(Spatial annotation rows)
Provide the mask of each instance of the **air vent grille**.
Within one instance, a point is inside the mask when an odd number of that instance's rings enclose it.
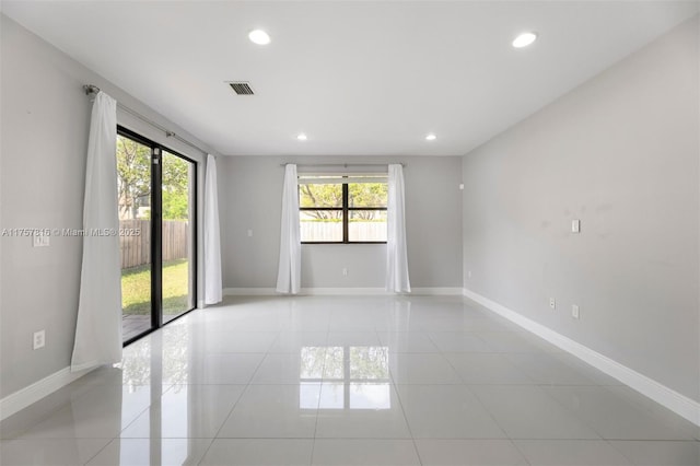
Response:
[[[230,82],[229,85],[238,95],[253,95],[253,89],[247,82]]]

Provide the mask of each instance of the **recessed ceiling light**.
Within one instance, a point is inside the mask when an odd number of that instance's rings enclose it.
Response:
[[[537,40],[537,33],[523,33],[520,36],[515,37],[515,39],[513,40],[513,47],[515,48],[527,47],[535,40]]]
[[[248,38],[252,43],[257,45],[268,45],[270,43],[270,36],[262,30],[250,31]]]

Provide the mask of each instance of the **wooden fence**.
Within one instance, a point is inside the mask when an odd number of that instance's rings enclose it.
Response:
[[[151,263],[151,221],[120,220],[121,268]],[[140,234],[136,234],[139,232]],[[163,261],[185,259],[189,251],[189,224],[186,220],[163,221]]]
[[[386,241],[386,222],[350,222],[352,241]],[[340,222],[301,222],[301,237],[305,241],[342,241]]]

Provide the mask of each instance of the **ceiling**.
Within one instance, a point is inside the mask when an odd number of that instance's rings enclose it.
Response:
[[[2,1],[231,155],[462,155],[697,12],[696,1]],[[271,44],[248,40],[258,27]],[[515,49],[523,31],[539,38]],[[256,94],[236,95],[226,81],[238,80]]]

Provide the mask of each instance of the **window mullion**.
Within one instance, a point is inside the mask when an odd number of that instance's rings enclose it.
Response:
[[[342,242],[349,243],[350,235],[348,234],[348,199],[349,199],[348,184],[342,184]]]

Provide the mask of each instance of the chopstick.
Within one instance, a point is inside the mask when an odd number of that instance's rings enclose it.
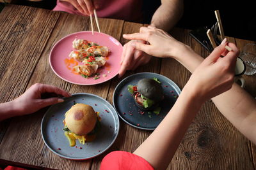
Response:
[[[93,24],[92,24],[92,14],[90,15],[90,18],[91,19],[91,27],[92,27],[92,34],[94,35],[94,33],[93,33]]]
[[[225,35],[224,35],[223,28],[222,27],[221,20],[220,18],[220,11],[219,11],[219,10],[216,10],[216,11],[214,11],[214,13],[215,13],[215,16],[217,18],[218,25],[219,26],[220,36],[221,38],[221,39],[223,40],[225,38]]]
[[[94,9],[93,11],[94,11],[94,17],[95,17],[97,27],[98,27],[99,32],[100,32],[100,26],[99,25],[98,17],[97,16],[96,10]]]
[[[99,32],[100,32],[100,26],[99,25],[98,17],[97,16],[96,10],[94,10],[93,12],[94,12],[94,17],[95,17],[96,24],[97,24],[97,27],[98,28]],[[92,14],[90,15],[90,18],[91,20],[92,32],[92,34],[93,35],[94,34],[94,32],[93,32],[93,24],[92,23]]]
[[[216,48],[217,46],[214,39],[213,38],[213,36],[212,36],[212,33],[211,31],[211,29],[208,29],[207,32],[206,32],[206,34],[207,34],[208,38],[211,41],[211,43],[212,45],[213,48]]]

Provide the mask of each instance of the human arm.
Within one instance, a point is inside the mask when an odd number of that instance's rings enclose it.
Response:
[[[204,60],[190,47],[179,42],[166,32],[150,28],[143,27],[143,31],[124,38],[148,41],[150,45],[135,43],[134,48],[150,55],[159,57],[172,57],[179,61],[190,72]],[[130,37],[132,36],[132,37]],[[163,45],[159,46],[159,42]],[[228,45],[233,51],[239,54],[237,47],[232,43]],[[156,50],[156,49],[158,50]],[[159,52],[159,53],[156,53]],[[163,53],[163,52],[165,52]],[[212,99],[220,112],[246,138],[256,143],[256,102],[243,89],[234,83],[231,89]]]
[[[170,111],[134,152],[156,169],[167,167],[201,106],[231,88],[236,55],[220,58],[221,52],[216,49],[196,68]]]
[[[182,0],[162,0],[161,5],[153,15],[151,25],[170,30],[180,19],[183,13]],[[134,40],[124,46],[121,56],[121,68],[118,72],[119,76],[122,76],[127,70],[134,70],[139,66],[148,63],[152,56],[143,51],[134,48],[132,44],[139,41],[141,43],[147,43],[147,41]]]
[[[170,30],[183,13],[183,0],[161,0],[161,4],[154,13],[150,25]]]
[[[59,97],[42,99],[45,93],[54,93],[65,97],[70,94],[58,87],[36,83],[13,101],[0,104],[0,121],[4,119],[34,113],[41,108],[63,102]]]

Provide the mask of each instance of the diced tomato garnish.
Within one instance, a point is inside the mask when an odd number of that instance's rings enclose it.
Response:
[[[89,59],[91,59],[92,60],[95,60],[95,58],[94,58],[94,57],[93,56],[90,56]]]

Directions:
Present every line of the rows above as a numbered list, with blank lines left out. Omit the pictures from your answer.

Correct output:
1. Provide the mask of each instance of the **air vent grille**.
2. Within one instance, a point is inside the mask when an odd number of that instance's rings enclose it.
3. Response:
4. [[[230,82],[229,85],[238,95],[253,95],[253,89],[247,82]]]
5. Provide the mask of each instance of the **recessed ceiling light**.
6. Within one instance, a point is inside the mask when an odd number of that instance's rings enclose it.
7. Response:
8. [[[537,40],[537,33],[523,33],[520,36],[515,37],[515,39],[513,40],[513,47],[515,48],[527,47],[535,40]]]
9. [[[248,38],[252,43],[257,45],[268,45],[270,43],[270,36],[262,30],[250,31]]]
10. Provide the mask of each instance of the **wooden fence**.
11. Within one instance, a point is inside the mask when an odd number of that instance's rings enclose it.
12. Response:
13. [[[151,263],[151,221],[120,220],[121,268]],[[140,234],[136,234],[139,232]],[[163,261],[185,259],[189,251],[189,224],[186,220],[163,221]]]
14. [[[386,241],[386,222],[350,222],[352,241]],[[340,222],[301,222],[301,237],[305,241],[342,241]]]
15. Provide the mask of each instance of the **ceiling**.
16. Within one instance, a point is inside the mask when an odd number of that instance's rings enclose it.
17. Response:
18. [[[2,1],[231,155],[462,155],[697,12],[696,1]],[[271,44],[248,40],[258,27]],[[515,49],[523,31],[539,38]],[[256,94],[236,95],[226,81],[238,80]]]
19. Provide the mask of each instance of the **window mullion**.
20. Within one instance, a point is inside the mask when an odd number of that instance's rings enclose it.
21. Response:
22. [[[342,242],[349,243],[350,235],[348,234],[348,199],[349,199],[348,184],[342,184]]]
23. Provide the mask of each instance of the chopstick.
24. Within one instance, a point is inside the mask when an odd number of that instance's rings enclose it.
25. Response:
26. [[[93,24],[92,24],[92,14],[90,15],[90,18],[91,19],[91,27],[92,27],[92,34],[94,35],[94,33],[93,33]]]
27. [[[225,35],[224,35],[223,28],[222,27],[221,20],[220,18],[220,11],[219,11],[219,10],[216,10],[216,11],[214,11],[214,13],[215,13],[215,16],[217,18],[218,25],[219,26],[220,36],[221,38],[221,39],[223,40],[225,38]]]
28. [[[94,9],[93,11],[94,11],[94,17],[95,17],[97,27],[98,27],[99,32],[100,32],[100,26],[99,25],[98,17],[97,16],[96,10]]]
29. [[[99,32],[100,32],[100,26],[99,25],[98,17],[97,16],[96,10],[94,10],[93,12],[94,12],[94,17],[95,17],[96,24],[97,24],[97,27],[98,28]],[[92,14],[90,15],[90,18],[91,20],[92,32],[92,34],[93,35],[94,34],[94,32],[93,32],[93,24],[92,23]]]
30. [[[216,48],[217,46],[214,39],[213,38],[213,36],[212,36],[212,33],[211,31],[211,29],[208,29],[207,32],[206,32],[206,34],[207,34],[208,38],[211,41],[211,43],[212,45],[213,48]]]
31. Provide the mask of each instance of the human arm.
32. Within one instance, a point is inside the mask when an odd number of that instance's rings enclose it.
33. Response:
34. [[[204,60],[190,47],[179,42],[166,32],[150,28],[143,27],[143,31],[124,38],[148,41],[150,45],[135,43],[134,48],[150,55],[159,57],[172,57],[179,61],[190,72]],[[130,37],[132,36],[132,37]],[[163,45],[159,46],[159,42]],[[228,45],[233,51],[239,54],[237,47],[232,43]],[[156,50],[156,49],[158,50]],[[159,52],[159,53],[156,53]],[[163,53],[163,52],[165,52]],[[212,99],[220,112],[246,138],[256,143],[256,102],[243,89],[234,83],[231,89]]]
35. [[[170,111],[134,152],[156,169],[167,167],[201,106],[231,88],[236,55],[220,58],[221,52],[216,49],[196,68]]]
36. [[[182,0],[162,0],[161,5],[153,15],[151,25],[170,30],[180,19],[183,13]],[[134,40],[124,46],[121,56],[121,68],[118,72],[119,76],[122,76],[127,70],[134,70],[139,66],[148,63],[152,56],[143,51],[134,48],[132,44],[139,41],[141,43],[147,43],[147,41]]]
37. [[[170,30],[183,13],[183,0],[161,0],[161,4],[154,13],[150,25]]]
38. [[[59,97],[42,99],[45,93],[54,93],[65,97],[70,94],[58,87],[36,83],[13,101],[0,104],[0,121],[4,119],[34,113],[41,108],[63,102]]]
39. Provide the mask of each instance of the diced tomato garnish.
40. Within one instance, a point is inside the mask when an odd number of that instance's rings enclose it.
41. Response:
42. [[[89,59],[91,59],[92,60],[95,60],[95,58],[94,58],[94,57],[93,56],[90,56]]]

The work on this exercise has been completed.